**WHAT THIS TASK INVOLVES**
Print each of the entries exactly, leaving nothing out.

**SUPPLIED INFORMATION**
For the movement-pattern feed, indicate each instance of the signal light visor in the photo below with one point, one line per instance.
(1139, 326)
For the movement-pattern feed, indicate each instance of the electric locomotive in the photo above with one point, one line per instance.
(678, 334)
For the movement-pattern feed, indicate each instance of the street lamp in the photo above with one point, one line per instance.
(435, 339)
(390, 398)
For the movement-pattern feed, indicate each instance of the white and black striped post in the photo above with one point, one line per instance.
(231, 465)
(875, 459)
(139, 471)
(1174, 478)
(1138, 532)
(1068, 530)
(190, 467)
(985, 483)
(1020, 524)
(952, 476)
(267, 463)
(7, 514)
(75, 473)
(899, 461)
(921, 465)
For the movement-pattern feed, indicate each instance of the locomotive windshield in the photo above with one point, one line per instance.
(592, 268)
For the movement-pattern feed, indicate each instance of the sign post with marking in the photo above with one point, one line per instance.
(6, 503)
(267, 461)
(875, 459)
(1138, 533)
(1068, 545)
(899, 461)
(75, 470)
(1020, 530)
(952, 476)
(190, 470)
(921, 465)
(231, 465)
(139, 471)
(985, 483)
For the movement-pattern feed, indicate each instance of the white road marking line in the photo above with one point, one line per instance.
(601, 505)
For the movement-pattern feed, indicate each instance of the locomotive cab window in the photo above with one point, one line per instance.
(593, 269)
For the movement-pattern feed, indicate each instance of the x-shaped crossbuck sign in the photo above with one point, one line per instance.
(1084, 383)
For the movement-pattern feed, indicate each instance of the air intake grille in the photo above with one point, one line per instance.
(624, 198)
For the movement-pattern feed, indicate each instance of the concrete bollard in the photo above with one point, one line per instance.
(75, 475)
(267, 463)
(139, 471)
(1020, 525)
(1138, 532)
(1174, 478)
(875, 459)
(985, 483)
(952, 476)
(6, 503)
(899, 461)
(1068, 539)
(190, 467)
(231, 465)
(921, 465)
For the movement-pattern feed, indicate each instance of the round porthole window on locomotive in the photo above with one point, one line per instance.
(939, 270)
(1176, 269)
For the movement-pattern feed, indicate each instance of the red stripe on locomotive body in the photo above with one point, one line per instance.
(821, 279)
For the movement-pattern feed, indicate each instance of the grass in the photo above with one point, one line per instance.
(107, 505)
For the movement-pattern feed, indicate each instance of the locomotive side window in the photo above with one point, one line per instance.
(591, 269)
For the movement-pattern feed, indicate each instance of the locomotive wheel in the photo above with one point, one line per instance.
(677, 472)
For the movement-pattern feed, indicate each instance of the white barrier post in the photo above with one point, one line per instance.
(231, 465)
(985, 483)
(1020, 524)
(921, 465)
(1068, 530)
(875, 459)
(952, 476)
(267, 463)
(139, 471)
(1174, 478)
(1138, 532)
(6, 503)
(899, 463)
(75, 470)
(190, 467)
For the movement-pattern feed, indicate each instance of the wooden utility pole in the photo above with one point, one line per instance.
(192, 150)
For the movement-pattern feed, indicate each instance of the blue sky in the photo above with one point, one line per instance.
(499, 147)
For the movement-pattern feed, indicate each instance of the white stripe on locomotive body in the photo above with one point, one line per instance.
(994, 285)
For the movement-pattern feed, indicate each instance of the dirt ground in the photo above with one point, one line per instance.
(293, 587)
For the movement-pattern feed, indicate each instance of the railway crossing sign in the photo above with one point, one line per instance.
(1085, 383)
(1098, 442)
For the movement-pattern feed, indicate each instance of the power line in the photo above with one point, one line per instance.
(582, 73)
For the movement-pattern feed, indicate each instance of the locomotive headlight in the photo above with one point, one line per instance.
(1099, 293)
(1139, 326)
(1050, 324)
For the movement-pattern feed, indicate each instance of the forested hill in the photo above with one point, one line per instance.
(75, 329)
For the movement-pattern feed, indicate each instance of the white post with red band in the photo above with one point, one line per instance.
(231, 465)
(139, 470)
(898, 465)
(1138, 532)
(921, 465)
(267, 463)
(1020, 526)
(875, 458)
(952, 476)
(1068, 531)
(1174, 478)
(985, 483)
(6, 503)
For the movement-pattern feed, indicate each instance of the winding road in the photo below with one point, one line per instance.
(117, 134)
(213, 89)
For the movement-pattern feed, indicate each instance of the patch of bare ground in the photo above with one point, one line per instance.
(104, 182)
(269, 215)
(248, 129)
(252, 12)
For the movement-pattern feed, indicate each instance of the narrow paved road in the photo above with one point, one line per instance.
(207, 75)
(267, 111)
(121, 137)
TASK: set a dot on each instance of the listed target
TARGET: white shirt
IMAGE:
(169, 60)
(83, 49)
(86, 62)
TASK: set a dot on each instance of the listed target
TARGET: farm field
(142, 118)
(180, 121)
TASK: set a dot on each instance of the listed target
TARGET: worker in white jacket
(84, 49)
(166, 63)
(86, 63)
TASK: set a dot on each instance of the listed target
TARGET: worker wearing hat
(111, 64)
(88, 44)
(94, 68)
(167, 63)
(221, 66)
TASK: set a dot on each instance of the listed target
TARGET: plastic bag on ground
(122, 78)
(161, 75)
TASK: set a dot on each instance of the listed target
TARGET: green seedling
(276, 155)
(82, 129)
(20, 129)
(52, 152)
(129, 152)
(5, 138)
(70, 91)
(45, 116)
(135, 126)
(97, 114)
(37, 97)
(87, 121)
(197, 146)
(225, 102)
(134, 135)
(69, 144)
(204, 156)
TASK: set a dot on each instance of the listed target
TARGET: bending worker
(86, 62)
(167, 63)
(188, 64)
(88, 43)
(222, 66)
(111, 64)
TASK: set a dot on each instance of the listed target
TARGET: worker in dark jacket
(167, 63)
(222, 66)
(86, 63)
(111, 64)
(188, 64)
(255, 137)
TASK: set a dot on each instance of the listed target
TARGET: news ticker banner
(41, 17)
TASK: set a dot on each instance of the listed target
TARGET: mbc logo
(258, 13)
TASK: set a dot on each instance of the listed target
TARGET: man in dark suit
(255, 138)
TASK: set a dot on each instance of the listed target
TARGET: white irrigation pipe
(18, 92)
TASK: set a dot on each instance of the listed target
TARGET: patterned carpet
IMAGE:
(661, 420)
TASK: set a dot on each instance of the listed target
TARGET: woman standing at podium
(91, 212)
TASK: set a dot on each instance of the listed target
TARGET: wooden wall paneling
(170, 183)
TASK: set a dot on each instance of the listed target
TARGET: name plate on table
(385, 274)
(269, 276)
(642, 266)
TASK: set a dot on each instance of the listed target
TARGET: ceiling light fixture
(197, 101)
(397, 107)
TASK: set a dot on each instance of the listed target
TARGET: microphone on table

**FINISHED ANSWER**
For the movement-pattern feed, indicate each instance of the signal light visor in the photo below with one point, one line per instance.
(1139, 326)
For the movement-pattern feed, indicate each instance of the electric locomotive in the photo above with one point, one line per instance.
(678, 334)
For the movement-pattern feed, indicate each instance of the street lamp in the photo above with one point, one line per instance.
(435, 339)
(390, 398)
For the movement-pattern feed, indicate each instance of the white and black striped post in the photo above with one point, one line per instance.
(231, 465)
(875, 459)
(139, 471)
(1174, 478)
(1138, 532)
(1068, 530)
(190, 467)
(985, 483)
(1020, 524)
(952, 476)
(267, 463)
(7, 514)
(75, 473)
(899, 461)
(921, 465)
For the movement-pattern feed, indicate each instance of the locomotive windshield in the photo above with one point, one line per instance.
(592, 268)
For the movement-pattern feed, indicate each instance of the sign post with marking in the photo above with one point, one line per instance.
(6, 503)
(267, 461)
(875, 459)
(1138, 533)
(1068, 545)
(899, 461)
(75, 470)
(1020, 530)
(952, 476)
(190, 470)
(921, 465)
(231, 465)
(139, 471)
(985, 483)
For the movement-pattern feed, indicate each instance of the white road marking line in the photo above with one point, one line per instance.
(601, 505)
For the movement-pattern feed, indicate each instance of the locomotive cab window in the photo above with one point, one line per instance.
(593, 269)
For the movement-pattern feed, indicate each instance of the x-shaped crossbuck sign in the photo above with one point, one line per instance.
(1084, 383)
For the movement-pattern feed, indicate each instance of the air intake grille in the photo above with one point, one line per instance.
(624, 198)
For the movement-pattern feed, indicate each instance of the concrete bollard in the photo above with one point, one line per instance.
(75, 475)
(267, 463)
(139, 471)
(1020, 525)
(1138, 532)
(1174, 478)
(875, 459)
(985, 483)
(952, 476)
(6, 503)
(899, 461)
(1068, 539)
(190, 467)
(231, 465)
(921, 465)
For the movement-pattern feed, indicate each instance of the round porthole window on locomotive in the photo above with one point, one line per instance.
(939, 270)
(1176, 269)
For the movement-pattern feed, indicate each instance of the red stripe on locomotive body in the photo above with one point, one line per instance.
(821, 279)
For the movement-pattern feed, indicate each instance of the grass in the photo above with one point, one line per instance.
(107, 505)
For the movement-pattern feed, indicate each instance of the locomotive side window in the photo above with one point, one line per instance.
(591, 269)
For the movement-pattern feed, indicate each instance of the locomotive wheel in the photo above with one point, one line per instance.
(677, 472)
For the movement-pattern feed, indicate each instance of the white barrier post in the photo above with one point, one line per instance.
(231, 465)
(985, 483)
(1020, 524)
(921, 465)
(1068, 530)
(875, 459)
(952, 476)
(267, 463)
(139, 471)
(1174, 478)
(1138, 532)
(6, 503)
(899, 463)
(75, 470)
(190, 467)
For the movement-pattern feed, indicate each instance of the wooden utility pole in the photo above with one point, one line per instance.
(192, 150)
For the movement-pattern feed, indicate each instance of the blue sky in the photo above with one point, one line per instance.
(499, 147)
For the movement-pattern feed, indicate each instance of the white stripe on locomotive body in the photo above with one point, one line per instance.
(994, 285)
For the movement-pattern feed, indicate each instance of the dirt ground in the photo above with one point, one line per instance.
(293, 587)
For the movement-pattern feed, indicate each instance of the railway crossing sign in the photo above with one point, one line per instance.
(1085, 383)
(1098, 442)
For the movement-pattern feed, indicate each instance of the power line in the photo above with one point, one line per instance.
(582, 73)
For the movement-pattern feed, indicate each instance of the locomotive headlight in the photo above with one point, one line per instance.
(1099, 293)
(1139, 326)
(1050, 324)
For the movement-pattern feed, indicate each instance of the forested hill in the photo above with one point, one line per instance.
(75, 329)
For the movement-pattern feed, indicate each instance of the white post with red band in the photo above with one point, one line per instance.
(231, 465)
(139, 470)
(898, 465)
(1138, 532)
(921, 465)
(267, 463)
(1020, 526)
(875, 458)
(952, 476)
(1068, 531)
(1174, 478)
(985, 483)
(6, 503)
For the movement-pattern feed, indicate each instance of the winding road in the photo below with one point, one line per instance.
(117, 134)
(213, 89)
For the movement-pattern feed, indicate each instance of the patch of bare ground in the photo above with one point, one line per instance.
(104, 182)
(269, 215)
(248, 129)
(252, 12)
For the movement-pattern feed, indicate each instance of the narrow paved road in the photo above with one point, one line per instance.
(207, 75)
(267, 111)
(121, 137)
TASK: set a dot on each instance of the listed target
TARGET: white shirt
IMAGE:
(169, 60)
(83, 49)
(86, 62)
TASK: set a dot on each instance of the listed target
TARGET: farm field
(142, 118)
(180, 121)
TASK: set a dot on each instance of the listed target
TARGET: worker in white jacket
(84, 49)
(166, 63)
(86, 63)
TASK: set a dot on each instance of the listed target
TARGET: worker wearing hat
(111, 64)
(88, 44)
(94, 68)
(167, 63)
(221, 66)
TASK: set a dot on each instance of the listed target
TARGET: plastic bag on ground
(122, 78)
(161, 75)
TASK: set a dot on each instance of the listed target
TARGET: green seedling
(276, 155)
(82, 129)
(20, 129)
(52, 152)
(129, 152)
(5, 138)
(70, 91)
(45, 116)
(135, 126)
(97, 114)
(37, 97)
(87, 121)
(197, 146)
(225, 102)
(134, 135)
(69, 144)
(204, 156)
TASK: set a dot on each instance of the listed target
TARGET: bending worker
(86, 62)
(167, 63)
(188, 64)
(88, 43)
(222, 66)
(111, 64)
TASK: set a dot on each instance of the listed target
TARGET: worker in dark jacket
(167, 63)
(222, 66)
(86, 63)
(111, 64)
(188, 64)
(255, 137)
TASK: set a dot on each instance of the listed target
TARGET: news ticker banner
(41, 17)
TASK: set a dot on each instance of the listed target
TARGET: mbc logo
(258, 13)
TASK: set a dot on each instance of the listed target
TARGET: man in dark suit
(255, 138)
TASK: set a dot on each instance of the listed target
TARGET: white irrigation pipe
(18, 92)
TASK: set a dot on each instance of the listed target
TARGET: patterned carpet
IMAGE:
(661, 420)
TASK: set a dot on each instance of the listed target
TARGET: woman standing at podium
(91, 212)
TASK: set a dot on each instance of the listed target
TARGET: wooden wall paneling
(170, 183)
TASK: set a dot on each instance of the listed target
TARGET: name plate on table
(385, 274)
(269, 276)
(642, 266)
TASK: set a dot on each instance of the listed target
TARGET: ceiling light fixture
(197, 101)
(397, 107)
TASK: set a dot on each instance of the listed target
TARGET: microphone on table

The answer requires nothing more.